**Material supplied:**
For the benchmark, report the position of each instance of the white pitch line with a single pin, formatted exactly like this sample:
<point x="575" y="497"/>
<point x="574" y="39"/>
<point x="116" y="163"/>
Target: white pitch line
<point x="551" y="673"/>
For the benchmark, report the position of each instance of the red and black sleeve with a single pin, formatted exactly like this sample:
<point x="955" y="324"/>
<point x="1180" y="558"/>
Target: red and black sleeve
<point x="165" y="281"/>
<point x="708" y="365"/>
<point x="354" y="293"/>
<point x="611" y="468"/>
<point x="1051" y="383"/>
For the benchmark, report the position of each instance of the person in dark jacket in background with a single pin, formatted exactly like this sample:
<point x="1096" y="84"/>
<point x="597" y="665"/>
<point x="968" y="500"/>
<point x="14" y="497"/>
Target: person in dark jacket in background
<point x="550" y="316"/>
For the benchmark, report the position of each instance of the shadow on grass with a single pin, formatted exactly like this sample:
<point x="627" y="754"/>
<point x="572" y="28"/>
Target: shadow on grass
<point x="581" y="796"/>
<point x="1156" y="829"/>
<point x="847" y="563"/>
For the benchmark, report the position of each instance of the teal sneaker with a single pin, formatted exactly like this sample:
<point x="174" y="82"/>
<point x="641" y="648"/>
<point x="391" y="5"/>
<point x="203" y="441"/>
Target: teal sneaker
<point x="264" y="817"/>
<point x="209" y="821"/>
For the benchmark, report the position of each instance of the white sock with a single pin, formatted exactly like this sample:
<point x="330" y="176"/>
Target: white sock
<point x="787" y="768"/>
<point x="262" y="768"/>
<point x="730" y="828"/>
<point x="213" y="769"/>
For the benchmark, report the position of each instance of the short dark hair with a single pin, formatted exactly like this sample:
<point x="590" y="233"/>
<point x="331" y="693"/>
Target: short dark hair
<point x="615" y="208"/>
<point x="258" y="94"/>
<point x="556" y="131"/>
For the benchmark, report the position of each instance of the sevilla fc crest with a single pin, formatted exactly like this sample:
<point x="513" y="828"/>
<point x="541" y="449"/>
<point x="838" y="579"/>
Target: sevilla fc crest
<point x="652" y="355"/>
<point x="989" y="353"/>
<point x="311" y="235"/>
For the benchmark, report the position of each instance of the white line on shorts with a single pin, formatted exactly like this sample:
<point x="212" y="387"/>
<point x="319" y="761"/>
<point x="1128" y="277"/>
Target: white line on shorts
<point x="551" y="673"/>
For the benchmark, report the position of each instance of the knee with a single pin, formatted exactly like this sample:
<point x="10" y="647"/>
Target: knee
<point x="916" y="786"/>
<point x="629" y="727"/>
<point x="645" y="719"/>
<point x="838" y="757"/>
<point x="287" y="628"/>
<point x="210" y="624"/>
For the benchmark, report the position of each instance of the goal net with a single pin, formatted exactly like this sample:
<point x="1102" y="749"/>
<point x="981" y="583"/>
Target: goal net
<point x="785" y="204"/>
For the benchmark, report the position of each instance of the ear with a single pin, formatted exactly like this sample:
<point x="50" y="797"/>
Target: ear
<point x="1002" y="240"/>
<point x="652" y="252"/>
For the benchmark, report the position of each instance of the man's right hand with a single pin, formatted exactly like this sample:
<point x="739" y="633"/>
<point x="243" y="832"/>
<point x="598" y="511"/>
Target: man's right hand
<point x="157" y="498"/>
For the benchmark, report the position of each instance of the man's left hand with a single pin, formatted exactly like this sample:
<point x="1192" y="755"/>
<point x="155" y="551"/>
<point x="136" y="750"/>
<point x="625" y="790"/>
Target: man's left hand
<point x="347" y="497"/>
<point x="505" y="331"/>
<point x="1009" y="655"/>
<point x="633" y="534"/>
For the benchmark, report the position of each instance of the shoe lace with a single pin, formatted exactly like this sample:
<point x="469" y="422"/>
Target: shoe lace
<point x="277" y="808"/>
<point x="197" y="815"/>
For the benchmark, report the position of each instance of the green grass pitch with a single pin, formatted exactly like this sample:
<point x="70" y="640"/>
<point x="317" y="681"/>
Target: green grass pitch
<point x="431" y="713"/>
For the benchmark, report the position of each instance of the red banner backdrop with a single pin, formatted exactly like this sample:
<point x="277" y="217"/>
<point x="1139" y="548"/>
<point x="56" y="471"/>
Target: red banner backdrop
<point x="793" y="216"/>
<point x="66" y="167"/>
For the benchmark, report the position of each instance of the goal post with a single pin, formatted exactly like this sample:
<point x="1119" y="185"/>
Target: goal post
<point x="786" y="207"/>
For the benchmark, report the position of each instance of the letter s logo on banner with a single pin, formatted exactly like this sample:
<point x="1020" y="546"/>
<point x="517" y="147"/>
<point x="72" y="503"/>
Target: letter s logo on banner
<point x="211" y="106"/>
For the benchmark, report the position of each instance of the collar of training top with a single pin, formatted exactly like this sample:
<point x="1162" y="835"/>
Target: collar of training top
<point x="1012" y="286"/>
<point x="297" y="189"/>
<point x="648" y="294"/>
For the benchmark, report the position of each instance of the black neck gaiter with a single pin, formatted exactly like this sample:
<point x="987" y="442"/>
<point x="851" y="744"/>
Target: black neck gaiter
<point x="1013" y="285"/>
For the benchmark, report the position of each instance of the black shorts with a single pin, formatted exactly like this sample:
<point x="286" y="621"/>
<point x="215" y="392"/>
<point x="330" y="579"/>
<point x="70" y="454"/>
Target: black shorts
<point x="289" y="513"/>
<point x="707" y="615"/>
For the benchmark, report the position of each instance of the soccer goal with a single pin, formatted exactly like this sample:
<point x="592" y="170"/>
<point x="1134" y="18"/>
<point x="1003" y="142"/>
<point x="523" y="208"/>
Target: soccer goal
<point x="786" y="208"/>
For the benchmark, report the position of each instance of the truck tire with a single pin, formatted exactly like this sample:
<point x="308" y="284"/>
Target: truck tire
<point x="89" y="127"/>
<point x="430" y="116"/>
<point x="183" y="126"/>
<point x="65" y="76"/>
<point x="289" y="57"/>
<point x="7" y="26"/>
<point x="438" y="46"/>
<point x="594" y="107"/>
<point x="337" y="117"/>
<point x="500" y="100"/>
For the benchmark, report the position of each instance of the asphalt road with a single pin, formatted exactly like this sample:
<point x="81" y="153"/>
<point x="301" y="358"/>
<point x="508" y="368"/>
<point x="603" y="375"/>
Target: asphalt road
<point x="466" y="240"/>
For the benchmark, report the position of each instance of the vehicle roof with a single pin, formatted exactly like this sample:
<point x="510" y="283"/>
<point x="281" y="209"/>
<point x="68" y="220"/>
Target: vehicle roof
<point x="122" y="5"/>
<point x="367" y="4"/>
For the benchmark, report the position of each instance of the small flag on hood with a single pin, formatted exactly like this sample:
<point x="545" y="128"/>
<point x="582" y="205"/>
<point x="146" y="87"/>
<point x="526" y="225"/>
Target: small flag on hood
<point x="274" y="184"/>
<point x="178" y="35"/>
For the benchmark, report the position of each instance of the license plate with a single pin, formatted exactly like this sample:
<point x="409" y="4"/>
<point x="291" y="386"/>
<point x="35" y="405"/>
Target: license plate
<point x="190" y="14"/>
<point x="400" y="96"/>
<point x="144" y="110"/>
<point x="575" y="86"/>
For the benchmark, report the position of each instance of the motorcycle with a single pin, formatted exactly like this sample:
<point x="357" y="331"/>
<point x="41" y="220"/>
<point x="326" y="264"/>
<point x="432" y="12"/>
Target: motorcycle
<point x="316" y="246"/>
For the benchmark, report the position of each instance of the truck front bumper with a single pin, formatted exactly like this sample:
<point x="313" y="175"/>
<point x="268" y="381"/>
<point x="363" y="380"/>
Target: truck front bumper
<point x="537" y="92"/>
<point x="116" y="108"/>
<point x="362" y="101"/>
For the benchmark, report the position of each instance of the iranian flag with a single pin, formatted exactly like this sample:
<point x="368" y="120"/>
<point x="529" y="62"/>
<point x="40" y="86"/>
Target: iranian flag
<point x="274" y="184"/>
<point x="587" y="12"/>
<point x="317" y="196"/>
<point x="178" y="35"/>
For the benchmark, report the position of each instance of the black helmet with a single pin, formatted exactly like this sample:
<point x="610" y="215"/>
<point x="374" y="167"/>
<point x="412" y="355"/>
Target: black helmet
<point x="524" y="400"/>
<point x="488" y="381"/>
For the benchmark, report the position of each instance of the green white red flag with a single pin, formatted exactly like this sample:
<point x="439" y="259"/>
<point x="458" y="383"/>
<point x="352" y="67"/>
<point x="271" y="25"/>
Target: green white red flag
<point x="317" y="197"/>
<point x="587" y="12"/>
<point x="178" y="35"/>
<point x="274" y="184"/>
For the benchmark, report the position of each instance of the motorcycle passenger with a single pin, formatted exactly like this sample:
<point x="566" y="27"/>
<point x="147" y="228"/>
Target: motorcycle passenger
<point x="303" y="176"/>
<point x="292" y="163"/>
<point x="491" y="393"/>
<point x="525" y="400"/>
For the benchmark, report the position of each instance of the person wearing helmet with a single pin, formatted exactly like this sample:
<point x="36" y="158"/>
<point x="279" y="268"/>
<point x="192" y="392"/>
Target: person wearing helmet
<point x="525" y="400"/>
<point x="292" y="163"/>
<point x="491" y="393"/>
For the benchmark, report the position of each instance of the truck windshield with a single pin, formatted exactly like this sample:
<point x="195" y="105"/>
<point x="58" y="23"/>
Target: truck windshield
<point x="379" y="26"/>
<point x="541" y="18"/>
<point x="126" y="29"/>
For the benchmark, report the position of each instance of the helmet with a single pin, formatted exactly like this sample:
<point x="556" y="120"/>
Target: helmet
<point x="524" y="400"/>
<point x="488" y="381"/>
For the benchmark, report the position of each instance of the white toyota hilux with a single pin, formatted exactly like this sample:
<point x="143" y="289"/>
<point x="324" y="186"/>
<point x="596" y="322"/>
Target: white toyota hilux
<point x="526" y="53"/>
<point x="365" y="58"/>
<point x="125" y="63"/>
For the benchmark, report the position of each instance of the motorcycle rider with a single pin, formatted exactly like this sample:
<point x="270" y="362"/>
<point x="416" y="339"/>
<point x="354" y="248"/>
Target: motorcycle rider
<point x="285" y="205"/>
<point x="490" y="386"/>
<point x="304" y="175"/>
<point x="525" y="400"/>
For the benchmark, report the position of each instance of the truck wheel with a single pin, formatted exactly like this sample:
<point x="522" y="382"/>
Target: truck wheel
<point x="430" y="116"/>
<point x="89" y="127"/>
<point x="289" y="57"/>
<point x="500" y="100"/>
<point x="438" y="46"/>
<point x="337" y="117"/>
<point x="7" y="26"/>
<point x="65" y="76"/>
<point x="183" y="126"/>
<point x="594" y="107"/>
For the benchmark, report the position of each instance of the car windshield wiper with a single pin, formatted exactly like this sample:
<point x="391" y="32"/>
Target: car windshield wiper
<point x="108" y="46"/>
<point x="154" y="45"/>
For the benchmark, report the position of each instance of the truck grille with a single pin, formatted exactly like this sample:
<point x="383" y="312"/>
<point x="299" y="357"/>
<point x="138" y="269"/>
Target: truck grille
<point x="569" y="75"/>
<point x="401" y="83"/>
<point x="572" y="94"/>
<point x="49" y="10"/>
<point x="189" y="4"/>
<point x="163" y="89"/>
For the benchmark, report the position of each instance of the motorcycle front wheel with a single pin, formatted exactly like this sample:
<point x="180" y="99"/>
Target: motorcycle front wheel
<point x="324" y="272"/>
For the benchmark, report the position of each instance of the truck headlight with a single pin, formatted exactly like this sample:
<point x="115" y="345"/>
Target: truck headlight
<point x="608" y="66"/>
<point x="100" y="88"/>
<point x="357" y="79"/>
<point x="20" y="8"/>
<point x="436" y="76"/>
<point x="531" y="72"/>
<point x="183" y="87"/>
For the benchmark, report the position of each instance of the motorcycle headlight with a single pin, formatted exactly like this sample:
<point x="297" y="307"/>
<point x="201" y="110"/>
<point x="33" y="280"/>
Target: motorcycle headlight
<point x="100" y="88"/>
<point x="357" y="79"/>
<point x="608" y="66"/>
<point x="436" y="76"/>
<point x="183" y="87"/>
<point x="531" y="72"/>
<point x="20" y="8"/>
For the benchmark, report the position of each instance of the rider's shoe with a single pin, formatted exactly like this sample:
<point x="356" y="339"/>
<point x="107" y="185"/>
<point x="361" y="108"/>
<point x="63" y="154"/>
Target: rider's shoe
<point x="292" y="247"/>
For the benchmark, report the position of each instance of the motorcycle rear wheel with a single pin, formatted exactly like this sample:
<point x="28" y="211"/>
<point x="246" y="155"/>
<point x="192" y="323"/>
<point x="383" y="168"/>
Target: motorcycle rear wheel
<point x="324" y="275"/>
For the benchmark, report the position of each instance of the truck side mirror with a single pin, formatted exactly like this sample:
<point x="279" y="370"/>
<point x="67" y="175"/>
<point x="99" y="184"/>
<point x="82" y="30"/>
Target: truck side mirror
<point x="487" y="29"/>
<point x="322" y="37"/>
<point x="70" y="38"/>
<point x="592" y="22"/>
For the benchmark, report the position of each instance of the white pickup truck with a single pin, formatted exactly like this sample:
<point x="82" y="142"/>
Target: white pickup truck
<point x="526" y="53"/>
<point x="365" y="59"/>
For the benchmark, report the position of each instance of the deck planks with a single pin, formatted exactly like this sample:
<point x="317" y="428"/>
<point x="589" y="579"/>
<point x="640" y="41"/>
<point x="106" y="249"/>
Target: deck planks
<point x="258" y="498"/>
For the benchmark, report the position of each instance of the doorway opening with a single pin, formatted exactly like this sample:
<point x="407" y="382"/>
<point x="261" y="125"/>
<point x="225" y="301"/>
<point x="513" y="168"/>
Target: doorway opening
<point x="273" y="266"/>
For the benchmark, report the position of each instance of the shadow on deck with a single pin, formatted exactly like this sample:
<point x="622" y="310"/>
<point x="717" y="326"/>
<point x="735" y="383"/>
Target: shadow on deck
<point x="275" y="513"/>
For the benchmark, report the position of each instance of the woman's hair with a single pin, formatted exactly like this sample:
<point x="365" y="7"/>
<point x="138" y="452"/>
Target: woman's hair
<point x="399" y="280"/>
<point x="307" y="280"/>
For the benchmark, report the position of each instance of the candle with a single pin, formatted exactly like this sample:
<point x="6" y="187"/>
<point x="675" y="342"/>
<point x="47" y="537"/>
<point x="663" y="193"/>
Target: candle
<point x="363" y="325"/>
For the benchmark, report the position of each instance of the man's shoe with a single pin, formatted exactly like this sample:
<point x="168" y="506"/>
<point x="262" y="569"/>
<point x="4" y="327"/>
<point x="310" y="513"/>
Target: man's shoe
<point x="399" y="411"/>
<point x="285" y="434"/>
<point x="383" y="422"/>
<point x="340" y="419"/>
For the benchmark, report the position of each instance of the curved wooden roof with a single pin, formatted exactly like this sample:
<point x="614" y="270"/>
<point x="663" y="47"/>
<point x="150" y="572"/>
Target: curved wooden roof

**Task objective:**
Repeat only the stretch of lines that begins at the line containing "of the candle" and ends at the last line above, both included.

**Written answer:**
For the benchmark, report the position of each instance of the candle with a single pin, formatted exactly like this sample:
<point x="6" y="187"/>
<point x="675" y="342"/>
<point x="47" y="537"/>
<point x="663" y="193"/>
Target: candle
<point x="363" y="325"/>
For the benchmark, report the position of each instance of the man's shoe with a single pin, formatted exactly like this sample:
<point x="168" y="506"/>
<point x="262" y="569"/>
<point x="4" y="327"/>
<point x="310" y="513"/>
Target: man's shoe
<point x="399" y="411"/>
<point x="285" y="434"/>
<point x="383" y="422"/>
<point x="340" y="419"/>
For the benchmark, report the position of each instance of the curved wooden roof with a single pin, formatted exactly like this sample:
<point x="614" y="270"/>
<point x="663" y="47"/>
<point x="150" y="572"/>
Target: curved wooden roof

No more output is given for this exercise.